Point-per-instance localization data:
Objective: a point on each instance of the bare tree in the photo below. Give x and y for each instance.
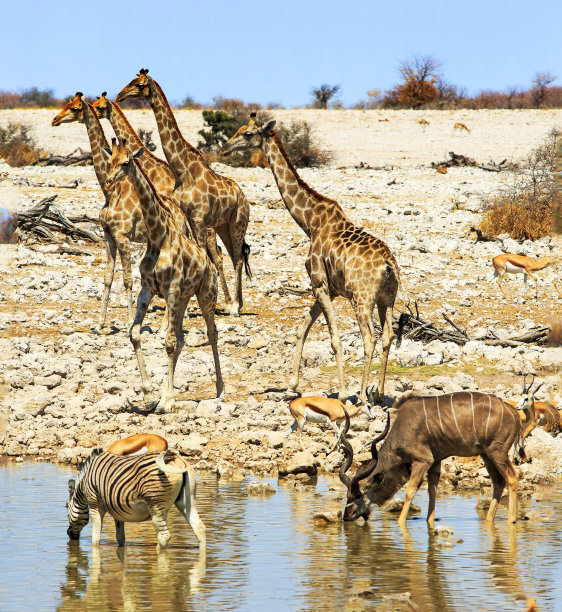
(323, 94)
(539, 91)
(420, 80)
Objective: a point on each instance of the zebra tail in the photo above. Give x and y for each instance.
(161, 463)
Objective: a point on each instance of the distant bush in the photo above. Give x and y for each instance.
(298, 139)
(524, 209)
(17, 146)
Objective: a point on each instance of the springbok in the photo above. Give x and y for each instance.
(461, 126)
(317, 409)
(138, 444)
(508, 263)
(426, 431)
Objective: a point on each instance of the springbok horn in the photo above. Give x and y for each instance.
(370, 467)
(533, 393)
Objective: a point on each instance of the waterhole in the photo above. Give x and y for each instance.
(267, 554)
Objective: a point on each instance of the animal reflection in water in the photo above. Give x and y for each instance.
(132, 488)
(111, 582)
(426, 431)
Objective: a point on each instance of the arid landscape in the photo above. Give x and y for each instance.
(67, 390)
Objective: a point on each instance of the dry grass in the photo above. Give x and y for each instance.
(524, 210)
(17, 146)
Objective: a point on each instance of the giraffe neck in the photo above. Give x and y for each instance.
(123, 129)
(154, 211)
(308, 208)
(157, 170)
(97, 144)
(179, 153)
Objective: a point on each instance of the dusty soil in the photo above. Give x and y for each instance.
(67, 390)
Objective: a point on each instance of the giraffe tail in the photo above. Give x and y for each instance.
(246, 258)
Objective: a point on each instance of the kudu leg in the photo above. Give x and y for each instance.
(416, 478)
(432, 481)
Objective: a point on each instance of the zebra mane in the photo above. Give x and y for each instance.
(83, 468)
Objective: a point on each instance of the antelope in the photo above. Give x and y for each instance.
(461, 126)
(533, 413)
(508, 263)
(138, 444)
(425, 431)
(317, 409)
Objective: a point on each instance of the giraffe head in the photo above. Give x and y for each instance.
(72, 111)
(249, 136)
(102, 106)
(120, 162)
(139, 87)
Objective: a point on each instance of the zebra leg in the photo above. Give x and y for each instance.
(185, 503)
(120, 532)
(97, 523)
(159, 522)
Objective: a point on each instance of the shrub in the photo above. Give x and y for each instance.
(298, 139)
(524, 209)
(323, 94)
(17, 146)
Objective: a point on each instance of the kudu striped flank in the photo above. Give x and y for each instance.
(132, 489)
(427, 430)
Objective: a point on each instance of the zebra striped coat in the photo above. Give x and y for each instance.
(133, 488)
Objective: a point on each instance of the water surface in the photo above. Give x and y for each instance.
(266, 554)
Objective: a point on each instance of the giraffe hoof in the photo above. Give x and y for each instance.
(151, 406)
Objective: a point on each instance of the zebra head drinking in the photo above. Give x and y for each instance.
(132, 488)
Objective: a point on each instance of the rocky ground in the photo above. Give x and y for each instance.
(66, 390)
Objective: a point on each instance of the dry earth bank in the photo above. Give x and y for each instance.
(67, 390)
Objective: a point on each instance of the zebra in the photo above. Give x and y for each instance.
(132, 488)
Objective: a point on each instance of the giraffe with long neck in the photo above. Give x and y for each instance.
(207, 198)
(173, 267)
(156, 169)
(121, 216)
(343, 260)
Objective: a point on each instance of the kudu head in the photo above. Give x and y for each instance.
(358, 503)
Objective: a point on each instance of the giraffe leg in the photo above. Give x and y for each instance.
(207, 299)
(174, 345)
(111, 254)
(124, 247)
(143, 302)
(302, 333)
(330, 316)
(432, 481)
(229, 236)
(385, 315)
(363, 313)
(217, 259)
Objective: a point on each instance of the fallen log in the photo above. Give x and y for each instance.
(43, 218)
(78, 157)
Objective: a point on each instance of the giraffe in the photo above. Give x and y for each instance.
(157, 170)
(207, 198)
(174, 267)
(121, 216)
(343, 259)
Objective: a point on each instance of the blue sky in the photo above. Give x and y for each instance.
(273, 51)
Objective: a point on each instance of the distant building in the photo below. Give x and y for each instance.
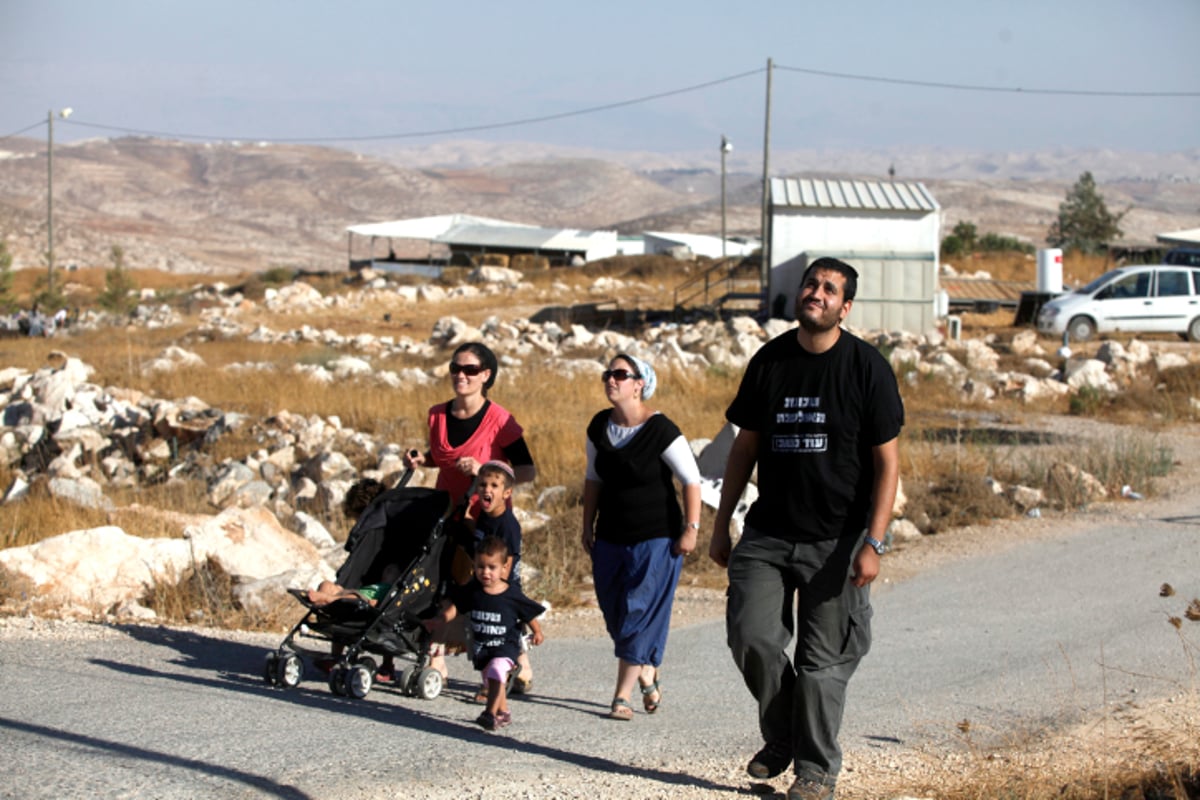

- What you have to do
Leave nothing out but the pictures when transcribing the records.

- Final answer
Objective: a point on each instance of the bare tree in the photo below. Give x and y for each instance.
(323, 94)
(539, 91)
(420, 80)
Objective: a point on each instance of the zebra tail in the photo above. Give x and y for each instance.
(161, 463)
Objective: a point on each instance of the distant bush in the photo above. Give x and y for each instance.
(298, 139)
(524, 209)
(17, 146)
Objective: a point on each instance of the springbok in the photo above. Give x and y for each instance.
(461, 126)
(317, 409)
(138, 444)
(508, 263)
(426, 431)
Objective: a point on each instance of the springbok horn in the photo above. Give x and y for each instance.
(370, 467)
(533, 393)
Objective: a point on each instance of the waterhole in the photo above. Give x and y for each instance.
(267, 554)
Objective: a point on each instance of the animal reflection in water in the photo above. Give x and y for each instance.
(132, 488)
(111, 582)
(426, 431)
Objective: a point on each instance of the arid landscape in the photo above. Give x and y for each instance.
(67, 390)
Objective: a point on each instance of the dry grass in the photo above. Give x and y for each instance.
(524, 210)
(17, 146)
Objective: a point on each instance of the giraffe neck in the photo above. Give x and y for each instance.
(123, 129)
(154, 211)
(308, 208)
(157, 170)
(97, 144)
(179, 153)
Objective: a point on each instance of the dusty soil in the photo above. Give x and y for each instance.
(67, 390)
Objective: a point on each instance of the giraffe tail in the photo above. Give x and y for each instance.
(246, 258)
Objective: a point on each instance of the kudu leg in the photo above. Give x and y for each instance.
(416, 478)
(432, 481)
Objective: a point on each instance of the zebra mane in the photo above. Give x and y for each instance.
(83, 468)
Objective: a point on each instance of the antelope in the photo above. Give x and y for each instance.
(461, 126)
(533, 413)
(508, 263)
(138, 444)
(425, 431)
(317, 409)
Objective: a point on each instance of the giraffe head in the photo above. Give x and y for each instance.
(72, 111)
(249, 136)
(102, 106)
(120, 162)
(139, 87)
Objective: a point on each instance of the zebra leg in the photo above. Give x and y for each instance.
(185, 503)
(120, 532)
(97, 523)
(159, 522)
Objective: a point on each instance of the shrub in the photo above. Give x and y for each instance.
(298, 139)
(524, 209)
(323, 94)
(17, 146)
Objective: a point on each instance of the kudu striped flank in the photo above. Give x and y for each instance.
(132, 489)
(427, 430)
Objective: a point on each instance of the zebra striped coat in the photo above. Give x and y for each instance.
(133, 488)
Objective: a point on each instance of the water surface in the photo above. Give x and y for each instance.
(266, 554)
Objective: a point on each instance of the giraffe hoof in the photo above. Give x and y for each instance.
(151, 406)
Objective: a point on each instance of the zebra head drinking in the photo above. Give x and y for each instance.
(132, 488)
Objective: a point on each instance of the rocky ground in the photo above. Give x and y for each instance.
(66, 390)
Objective: a point on each instance of the dry earth bank in the photo above. Give x and y for each instance.
(67, 390)
Objective: a point on each instance of the zebra in the photo above. Give x and y for each instance.
(132, 488)
Objective: a point on each instance of the giraffe with long neck in the photo above. Give x and y for each instance.
(207, 198)
(173, 267)
(156, 169)
(121, 216)
(343, 260)
Objective: a point on each instance of the kudu head in the photo above. Give x and y for each instance.
(358, 503)
Objective: a point on each instance of the giraffe leg in the photo above. Give x and y for each instance.
(207, 299)
(174, 345)
(111, 254)
(124, 247)
(143, 302)
(302, 333)
(330, 316)
(432, 481)
(229, 236)
(385, 315)
(363, 313)
(217, 259)
Objective: a point on each instance of the fallen log in the photo above. Give x and y for each instance.
(43, 218)
(78, 157)
Objective: a point on each instance of the giraffe in the photo above. Give x and y for each instance.
(157, 170)
(207, 198)
(174, 267)
(121, 216)
(343, 259)
Objective: a point on each instance of the blue sky in the photo above. Give x and y for each instance.
(273, 51)
Objective: a point on each instance of the distant building in the photo below. Give x and y for each instance.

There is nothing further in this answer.